### What you are asked to do
Word for word, restate the lines from the start of the data below through the line containing "rule for holes".

***** Data records

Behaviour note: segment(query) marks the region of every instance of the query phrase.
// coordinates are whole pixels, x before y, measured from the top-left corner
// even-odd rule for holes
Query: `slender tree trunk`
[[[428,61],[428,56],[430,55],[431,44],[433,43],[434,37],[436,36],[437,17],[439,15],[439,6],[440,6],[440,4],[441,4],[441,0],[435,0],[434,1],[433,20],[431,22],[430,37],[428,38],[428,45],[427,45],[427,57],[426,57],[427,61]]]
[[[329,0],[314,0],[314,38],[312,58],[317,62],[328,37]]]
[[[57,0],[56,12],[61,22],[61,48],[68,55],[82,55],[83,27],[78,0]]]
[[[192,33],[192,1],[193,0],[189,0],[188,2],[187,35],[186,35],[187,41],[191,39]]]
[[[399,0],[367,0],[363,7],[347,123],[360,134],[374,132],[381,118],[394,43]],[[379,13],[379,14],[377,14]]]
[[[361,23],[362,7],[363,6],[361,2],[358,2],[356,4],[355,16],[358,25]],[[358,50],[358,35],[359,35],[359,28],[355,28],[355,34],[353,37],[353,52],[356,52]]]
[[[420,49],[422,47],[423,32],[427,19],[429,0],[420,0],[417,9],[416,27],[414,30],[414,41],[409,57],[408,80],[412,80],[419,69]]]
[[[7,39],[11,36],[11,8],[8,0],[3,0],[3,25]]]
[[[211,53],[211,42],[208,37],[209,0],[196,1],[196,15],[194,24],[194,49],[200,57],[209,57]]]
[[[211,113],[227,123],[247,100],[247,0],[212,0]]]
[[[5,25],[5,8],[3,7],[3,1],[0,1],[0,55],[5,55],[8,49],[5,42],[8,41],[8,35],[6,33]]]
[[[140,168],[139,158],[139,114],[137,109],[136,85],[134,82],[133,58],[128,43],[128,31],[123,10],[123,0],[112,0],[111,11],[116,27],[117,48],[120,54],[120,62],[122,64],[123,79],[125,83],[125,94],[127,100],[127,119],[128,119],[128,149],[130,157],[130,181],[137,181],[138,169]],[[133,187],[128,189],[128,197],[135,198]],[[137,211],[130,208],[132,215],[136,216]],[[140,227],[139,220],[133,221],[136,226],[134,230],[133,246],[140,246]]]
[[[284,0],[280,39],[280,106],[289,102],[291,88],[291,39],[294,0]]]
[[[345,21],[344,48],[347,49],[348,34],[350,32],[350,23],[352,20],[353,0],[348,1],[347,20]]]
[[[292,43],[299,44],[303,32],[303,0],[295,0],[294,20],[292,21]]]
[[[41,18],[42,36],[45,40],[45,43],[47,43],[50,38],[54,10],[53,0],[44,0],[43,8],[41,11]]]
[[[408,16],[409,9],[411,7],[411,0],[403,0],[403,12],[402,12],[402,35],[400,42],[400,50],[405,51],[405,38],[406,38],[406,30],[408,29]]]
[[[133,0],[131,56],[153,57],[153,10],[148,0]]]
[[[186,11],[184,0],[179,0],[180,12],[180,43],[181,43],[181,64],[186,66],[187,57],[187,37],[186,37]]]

**********

### Reply to the task
Behaviour note: segment(query) marks the region of every instance of the query phrase.
// coordinates are whole pixels, x before y, measured from the top-left corner
// even-odd rule for holes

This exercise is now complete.